§ THE PROBLEM
Convert the rows below into a Markdown table with two columns, Index and Line, giving each line its own number and omitting any blank lines.

══════════

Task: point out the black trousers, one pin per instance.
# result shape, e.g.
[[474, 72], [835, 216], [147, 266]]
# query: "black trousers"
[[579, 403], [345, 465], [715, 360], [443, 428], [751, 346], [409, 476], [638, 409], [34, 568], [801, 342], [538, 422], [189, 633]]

══════════

§ REPLY TO THE EXERCISE
| Index | Line |
|---|---|
| 1 | Task: point out the black trousers, one pin per instance. |
| 2 | # result shape, e.g. |
| 3 | [[474, 72], [835, 216], [147, 266]] |
| 4 | # query: "black trousers" |
| 5 | [[579, 403], [345, 465], [715, 360], [443, 428], [751, 346], [409, 476], [638, 409], [34, 568], [801, 342], [538, 422], [189, 633]] |